Saved data entries:
━━━━━━━━━━━━━━━━━━━━━━━━━━━━━━

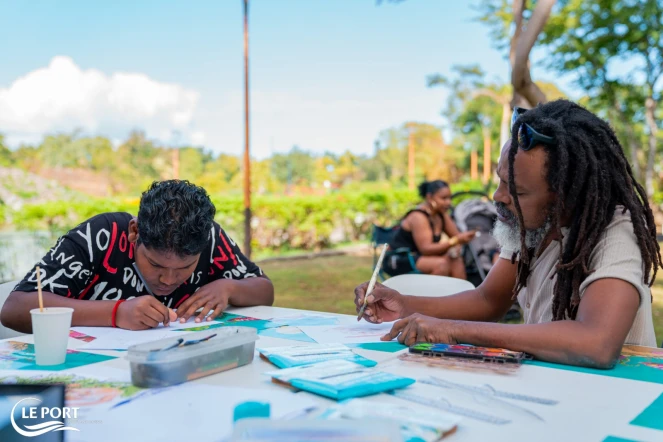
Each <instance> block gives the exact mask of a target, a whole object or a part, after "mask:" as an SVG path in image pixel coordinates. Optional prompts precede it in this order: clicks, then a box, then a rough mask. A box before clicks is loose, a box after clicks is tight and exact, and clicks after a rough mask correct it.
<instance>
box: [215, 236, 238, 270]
mask: <svg viewBox="0 0 663 442" xmlns="http://www.w3.org/2000/svg"><path fill="white" fill-rule="evenodd" d="M219 236H220V237H221V241H223V245H224V246H226V249H228V253H229V254H230V259H232V260H233V265H235V266H236V265H237V258H236V257H235V254H234V253H233V250H232V249H231V248H230V246H229V245H228V241H226V237H225V236H223V232H221V231H219ZM220 249H221V247H219V250H220Z"/></svg>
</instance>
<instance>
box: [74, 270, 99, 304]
mask: <svg viewBox="0 0 663 442" xmlns="http://www.w3.org/2000/svg"><path fill="white" fill-rule="evenodd" d="M98 279H99V275H94V278H92V282H90V284H89V285H88V286H87V287H85V288H84V289H83V291H82V292H81V294H80V295H78V299H83V298H84V297H85V295H87V292H88V291H89V290H90V288H91V287H92V286H93V285H94V283H95V282H97V280H98Z"/></svg>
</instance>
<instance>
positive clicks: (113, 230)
mask: <svg viewBox="0 0 663 442" xmlns="http://www.w3.org/2000/svg"><path fill="white" fill-rule="evenodd" d="M116 238H117V223H116V222H115V221H113V233H112V234H111V240H110V245H109V246H108V250H106V257H105V258H104V267H105V268H106V270H107V271H108V273H113V274H115V273H117V268H116V267H111V266H110V264H108V259H109V258H110V254H111V252H112V251H113V247H114V246H115V239H116Z"/></svg>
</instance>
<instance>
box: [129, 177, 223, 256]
mask: <svg viewBox="0 0 663 442" xmlns="http://www.w3.org/2000/svg"><path fill="white" fill-rule="evenodd" d="M215 214H216V208H215V207H214V204H212V201H211V200H210V198H209V195H208V194H207V191H205V189H203V188H202V187H199V186H196V185H195V184H192V183H190V182H188V181H186V180H168V181H155V182H153V183H152V185H151V186H150V188H149V189H147V190H146V191H145V192H143V195H142V196H141V198H140V208H139V210H138V239H139V241H140V243H142V244H143V245H145V246H146V247H149V248H150V249H153V250H158V251H164V252H173V253H175V254H176V255H177V256H180V257H184V256H192V255H197V254H199V253H201V252H202V251H203V249H204V248H205V246H206V245H207V243H208V241H209V238H210V230H211V229H212V221H213V219H214V215H215Z"/></svg>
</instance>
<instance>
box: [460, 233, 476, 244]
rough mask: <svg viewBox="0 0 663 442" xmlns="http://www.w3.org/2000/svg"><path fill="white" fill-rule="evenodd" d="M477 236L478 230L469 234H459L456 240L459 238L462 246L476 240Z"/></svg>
mask: <svg viewBox="0 0 663 442" xmlns="http://www.w3.org/2000/svg"><path fill="white" fill-rule="evenodd" d="M476 234H477V231H476V230H469V231H467V232H462V233H459V234H458V235H456V238H458V242H459V243H460V244H467V243H469V242H470V241H472V240H473V239H474V237H475V236H476Z"/></svg>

━━━━━━━━━━━━━━━━━━━━━━━━━━━━━━

* [Directions]:
Above are the records; repeat them all exactly, without the pictures.

* [Written solution]:
Each <instance> block gives the exact mask of a target, a whole object or a part, after "mask:" as an SVG path in image pixel coordinates. Optional prompts precede it in this order: clicks, then a box, then a rough mask. A box before clicks is loose, a box after clicks is tight and exact, and clicks after a rough mask correct it.
<instance>
box: [215, 236, 238, 270]
mask: <svg viewBox="0 0 663 442" xmlns="http://www.w3.org/2000/svg"><path fill="white" fill-rule="evenodd" d="M219 236H220V237H221V241H223V245H224V246H226V249H228V253H229V254H230V259H232V260H233V265H235V266H236V265H237V258H236V257H235V254H234V253H233V250H232V249H231V248H230V246H229V245H228V241H226V237H225V236H223V232H221V231H219ZM220 249H221V247H219V250H220Z"/></svg>
</instance>
<instance>
box: [74, 270, 99, 304]
mask: <svg viewBox="0 0 663 442" xmlns="http://www.w3.org/2000/svg"><path fill="white" fill-rule="evenodd" d="M98 279H99V275H94V278H92V282H90V284H89V285H88V286H87V287H85V288H84V289H83V291H82V292H81V294H80V295H78V299H83V298H84V297H85V295H87V292H88V291H89V290H90V288H91V287H92V286H93V285H94V283H95V282H97V280H98Z"/></svg>
</instance>
<instance>
positive clicks: (113, 230)
mask: <svg viewBox="0 0 663 442" xmlns="http://www.w3.org/2000/svg"><path fill="white" fill-rule="evenodd" d="M116 238H117V223H116V222H115V221H113V233H112V234H111V240H110V245H109V246H108V250H106V257H105V258H104V267H105V268H106V270H107V271H108V273H113V274H115V273H117V268H116V267H111V266H110V264H108V259H109V258H110V254H111V252H112V251H113V247H114V246H115V239H116Z"/></svg>
</instance>
<instance>
box: [129, 177, 223, 256]
mask: <svg viewBox="0 0 663 442" xmlns="http://www.w3.org/2000/svg"><path fill="white" fill-rule="evenodd" d="M215 214H216V208H215V207H214V204H212V201H211V200H210V198H209V195H208V194H207V191H205V189H203V188H202V187H199V186H196V185H195V184H192V183H190V182H188V181H186V180H168V181H155V182H153V183H152V185H151V186H150V188H149V189H147V190H146V191H145V192H143V195H142V196H141V198H140V208H139V210H138V239H139V241H140V243H142V244H143V245H145V246H146V247H149V248H150V249H153V250H158V251H164V252H173V253H175V254H176V255H177V256H180V257H184V256H192V255H197V254H199V253H201V252H202V251H203V249H204V248H205V246H206V245H207V243H208V241H209V238H210V230H211V229H212V221H213V219H214V215H215Z"/></svg>
</instance>
<instance>
box: [460, 233, 476, 244]
rough mask: <svg viewBox="0 0 663 442" xmlns="http://www.w3.org/2000/svg"><path fill="white" fill-rule="evenodd" d="M477 236L478 230L469 234H459L456 240L459 238L462 246L476 240Z"/></svg>
mask: <svg viewBox="0 0 663 442" xmlns="http://www.w3.org/2000/svg"><path fill="white" fill-rule="evenodd" d="M476 234H477V231H476V230H469V231H467V232H462V233H459V234H458V235H456V238H458V242H459V243H460V244H467V243H469V242H470V241H472V240H473V239H474V237H475V236H476Z"/></svg>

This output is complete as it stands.